ACTIVITY: Set down the passage of the press conference transcript below, from "Well, look, I've" up to and including "advisers or banks.".

PROVIDED PASSAGE:
Prime Minister, do religious freedoms need to incorporated into the Dean Smith Bill or amended in separate legislation down the track? And if separate legislation, is there any guarantee that will -
Well, look, I think the Bill that's being debated in the Senate - Senator Smith's Bill, does include important protections for churches and for ministers of religion. It doesn't impose any restrictions on religious practice or religious speech or preaching or anything of that kind.
Freedom of religion is a critically important right of all Australians, it is part of us. It is recognised in the Constitution. So, the protection of freedom of civil rights and freedom of religion in particular is one that is very important. But I have to say I do not see it as being threatened or impinged in any way by the Smith Bill.
But having said that, it is a free vote, as you know. Members and senators can propose such amendments as they wish and they will be debated on and voted on and some will be successful, others won't be, but we will get this done.
We've got a very strong message from the Australian people. We've got the instructions; they want us to get on with it and get it done.
You want it done by Christmas, is it possible that you might try and get the marriage Bill side of it through before then and then look at the religious freedoms debate after that?
Well, it's important that the marriage Bill be dealt with as quickly as possible. I'm very confident it will be dealt with before Christmas.
Prime Minister, what do you make of reports Nationals senators are organising for a banking Royal Commission to be co-sponsored by other parties?
Well, look, I've seen those reports. As you know, we have made enormous reforms in the area of banking and the financial services sector generally. We're seeing much greater accountability and you've seen some examples of that very recently. We've given more money and more teeth to the regulators, including ASIC and APRA and we're ensuring that people have a streamlined way of dealing with complaints that they have with respect to their financial service provider, whether it's financial advisers or banks.

[Object grounding data in natural language]
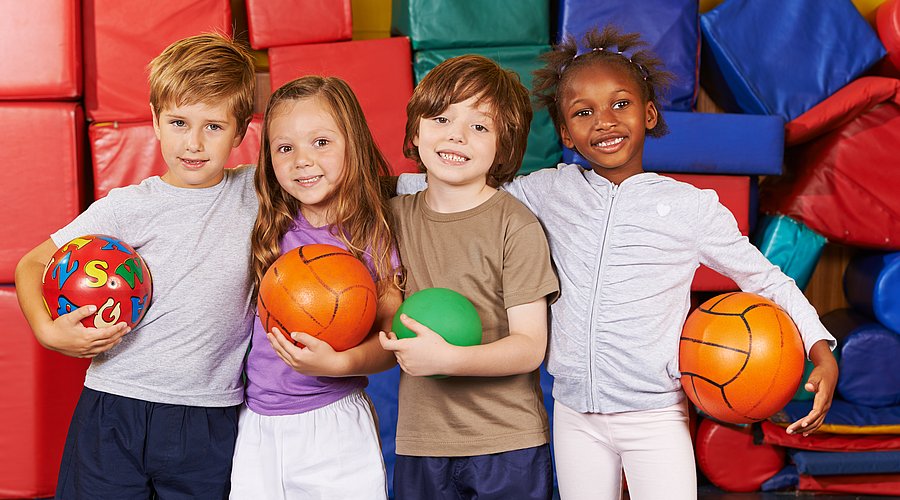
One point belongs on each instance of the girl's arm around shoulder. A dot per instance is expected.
(321, 360)
(65, 334)
(520, 352)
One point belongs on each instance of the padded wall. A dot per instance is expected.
(127, 153)
(782, 58)
(38, 395)
(290, 22)
(441, 24)
(41, 50)
(669, 27)
(120, 40)
(378, 71)
(843, 171)
(712, 143)
(734, 192)
(42, 145)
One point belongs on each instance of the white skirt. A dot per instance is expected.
(329, 453)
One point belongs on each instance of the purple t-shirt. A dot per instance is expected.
(273, 387)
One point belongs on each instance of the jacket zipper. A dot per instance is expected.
(596, 291)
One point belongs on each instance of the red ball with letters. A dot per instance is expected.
(98, 270)
(322, 290)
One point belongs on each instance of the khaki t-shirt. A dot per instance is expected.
(496, 255)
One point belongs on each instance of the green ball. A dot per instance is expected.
(445, 311)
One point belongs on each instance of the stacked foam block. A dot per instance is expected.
(841, 110)
(512, 33)
(41, 135)
(378, 69)
(120, 40)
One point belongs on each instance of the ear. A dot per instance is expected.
(240, 137)
(155, 122)
(652, 116)
(566, 137)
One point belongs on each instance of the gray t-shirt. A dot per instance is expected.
(190, 345)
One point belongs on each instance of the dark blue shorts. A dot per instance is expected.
(119, 447)
(520, 474)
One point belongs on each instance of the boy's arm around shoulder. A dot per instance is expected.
(520, 352)
(66, 334)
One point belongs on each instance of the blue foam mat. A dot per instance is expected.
(712, 143)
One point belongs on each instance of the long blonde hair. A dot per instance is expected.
(359, 216)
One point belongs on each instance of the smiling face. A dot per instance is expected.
(307, 148)
(458, 146)
(605, 119)
(196, 141)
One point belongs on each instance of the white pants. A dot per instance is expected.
(329, 453)
(653, 446)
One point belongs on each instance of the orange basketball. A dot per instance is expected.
(741, 358)
(322, 290)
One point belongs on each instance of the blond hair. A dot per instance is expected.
(360, 215)
(208, 68)
(464, 77)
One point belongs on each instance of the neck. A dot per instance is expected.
(617, 176)
(445, 198)
(315, 217)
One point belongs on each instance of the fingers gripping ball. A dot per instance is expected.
(322, 290)
(98, 270)
(741, 358)
(448, 313)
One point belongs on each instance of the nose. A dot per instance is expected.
(604, 119)
(302, 159)
(456, 133)
(195, 141)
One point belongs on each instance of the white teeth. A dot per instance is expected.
(452, 157)
(610, 142)
(308, 181)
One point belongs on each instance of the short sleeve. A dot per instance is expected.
(527, 271)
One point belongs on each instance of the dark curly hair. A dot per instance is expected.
(609, 46)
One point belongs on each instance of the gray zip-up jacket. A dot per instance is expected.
(626, 256)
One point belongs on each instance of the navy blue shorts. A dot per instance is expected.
(520, 474)
(120, 447)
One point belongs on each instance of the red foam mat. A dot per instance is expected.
(37, 398)
(41, 42)
(120, 40)
(823, 441)
(842, 174)
(273, 23)
(734, 193)
(729, 459)
(42, 145)
(127, 153)
(380, 73)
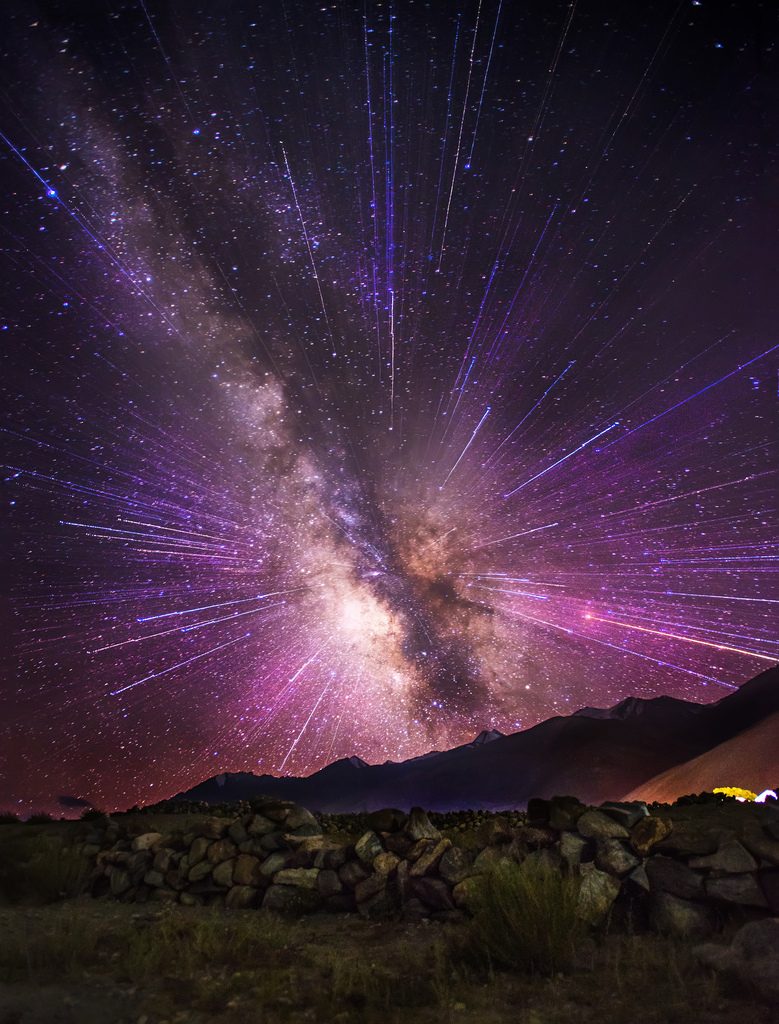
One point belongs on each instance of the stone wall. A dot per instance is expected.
(682, 875)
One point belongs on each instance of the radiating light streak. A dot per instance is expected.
(625, 650)
(697, 394)
(564, 459)
(470, 442)
(460, 139)
(308, 247)
(513, 537)
(179, 665)
(530, 413)
(221, 604)
(483, 86)
(305, 726)
(678, 636)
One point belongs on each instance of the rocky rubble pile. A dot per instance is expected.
(684, 876)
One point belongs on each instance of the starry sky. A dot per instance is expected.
(376, 374)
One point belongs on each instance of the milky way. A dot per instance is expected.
(376, 376)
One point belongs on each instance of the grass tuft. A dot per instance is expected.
(525, 919)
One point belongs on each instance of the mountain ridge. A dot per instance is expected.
(597, 757)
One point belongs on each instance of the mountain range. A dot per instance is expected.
(656, 749)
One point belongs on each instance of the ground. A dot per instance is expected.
(89, 962)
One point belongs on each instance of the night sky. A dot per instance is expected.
(375, 376)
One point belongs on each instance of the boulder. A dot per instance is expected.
(222, 873)
(596, 895)
(730, 858)
(614, 857)
(752, 957)
(222, 849)
(564, 812)
(596, 824)
(368, 847)
(455, 865)
(429, 858)
(628, 814)
(419, 825)
(302, 878)
(248, 871)
(668, 876)
(648, 832)
(682, 918)
(329, 883)
(386, 863)
(145, 842)
(740, 889)
(572, 848)
(352, 873)
(433, 893)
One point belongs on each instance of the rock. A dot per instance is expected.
(120, 882)
(352, 873)
(538, 811)
(370, 887)
(303, 878)
(213, 828)
(222, 873)
(386, 863)
(329, 883)
(740, 889)
(145, 842)
(564, 812)
(290, 900)
(242, 897)
(274, 862)
(368, 847)
(222, 849)
(769, 882)
(433, 893)
(597, 894)
(762, 845)
(455, 865)
(572, 848)
(673, 877)
(248, 871)
(430, 858)
(200, 871)
(682, 918)
(493, 832)
(260, 825)
(693, 839)
(419, 826)
(388, 819)
(198, 850)
(596, 824)
(237, 833)
(752, 957)
(614, 857)
(648, 832)
(731, 858)
(628, 814)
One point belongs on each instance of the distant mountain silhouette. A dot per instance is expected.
(595, 754)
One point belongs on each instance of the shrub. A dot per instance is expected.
(525, 918)
(41, 869)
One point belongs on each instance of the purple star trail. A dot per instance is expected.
(377, 375)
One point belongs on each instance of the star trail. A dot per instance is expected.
(374, 375)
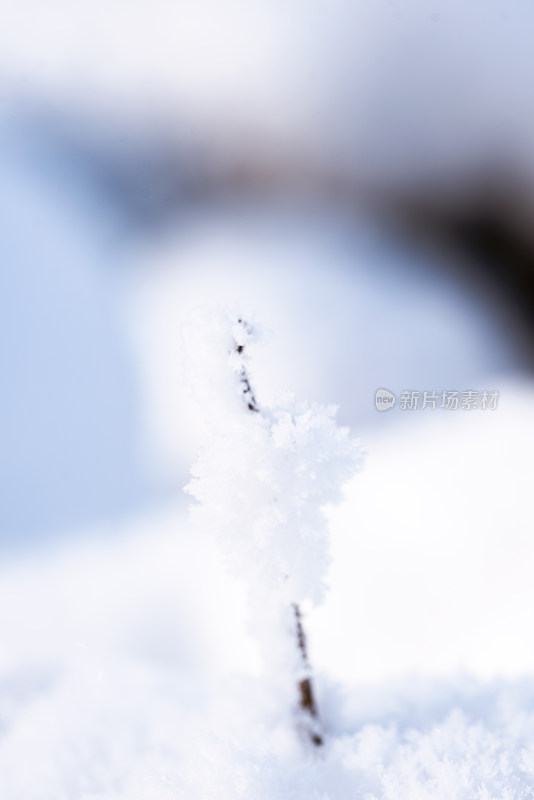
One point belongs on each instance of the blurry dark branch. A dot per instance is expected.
(149, 177)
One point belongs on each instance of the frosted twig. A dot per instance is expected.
(307, 702)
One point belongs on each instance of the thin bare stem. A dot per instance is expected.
(307, 703)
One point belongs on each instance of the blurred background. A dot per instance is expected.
(356, 177)
(359, 175)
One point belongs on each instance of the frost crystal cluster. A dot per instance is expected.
(264, 478)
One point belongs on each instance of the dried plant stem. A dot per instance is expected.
(306, 698)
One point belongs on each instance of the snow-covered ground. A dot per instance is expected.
(132, 665)
(129, 666)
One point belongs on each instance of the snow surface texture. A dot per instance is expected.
(128, 671)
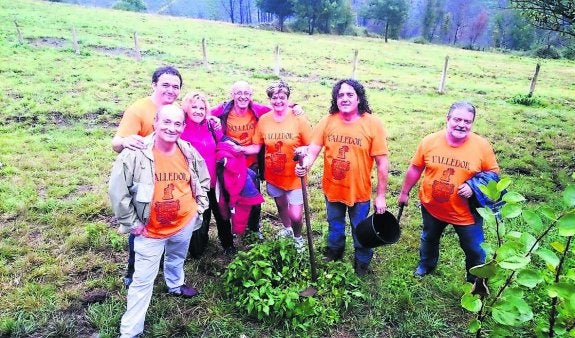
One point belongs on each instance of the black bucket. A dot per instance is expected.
(378, 229)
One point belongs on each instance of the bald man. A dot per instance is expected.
(158, 194)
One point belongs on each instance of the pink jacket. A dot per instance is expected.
(238, 182)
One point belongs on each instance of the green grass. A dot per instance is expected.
(60, 257)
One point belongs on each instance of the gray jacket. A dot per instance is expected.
(131, 185)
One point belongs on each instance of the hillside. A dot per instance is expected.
(61, 259)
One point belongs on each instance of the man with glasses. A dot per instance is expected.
(137, 123)
(238, 119)
(449, 160)
(158, 193)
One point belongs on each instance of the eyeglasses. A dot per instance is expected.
(246, 93)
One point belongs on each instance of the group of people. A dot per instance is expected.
(178, 164)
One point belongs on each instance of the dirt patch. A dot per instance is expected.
(381, 85)
(59, 119)
(95, 296)
(47, 41)
(114, 51)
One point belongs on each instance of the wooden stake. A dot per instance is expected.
(20, 37)
(205, 54)
(534, 80)
(441, 88)
(354, 64)
(137, 54)
(75, 41)
(277, 61)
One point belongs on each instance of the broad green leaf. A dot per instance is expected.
(549, 213)
(558, 246)
(514, 262)
(513, 197)
(512, 311)
(471, 302)
(474, 326)
(548, 256)
(566, 225)
(569, 196)
(562, 290)
(570, 303)
(529, 277)
(503, 183)
(486, 270)
(509, 248)
(532, 219)
(490, 190)
(487, 215)
(528, 241)
(510, 210)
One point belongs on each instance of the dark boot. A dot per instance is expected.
(333, 255)
(361, 269)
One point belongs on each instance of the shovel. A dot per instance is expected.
(309, 291)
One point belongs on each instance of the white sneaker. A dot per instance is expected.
(285, 232)
(299, 244)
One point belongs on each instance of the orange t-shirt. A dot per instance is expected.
(138, 119)
(280, 140)
(173, 204)
(241, 128)
(349, 150)
(446, 168)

SOLUTION TO THE EXERCISE:
Well, look, I've seen those reports. As you know, we have made enormous reforms in the area of banking and the financial services sector generally. We're seeing much greater accountability and you've seen some examples of that very recently. We've given more money and more teeth to the regulators, including ASIC and APRA and we're ensuring that people have a streamlined way of dealing with complaints that they have with respect to their financial service provider, whether it's financial advisers or banks.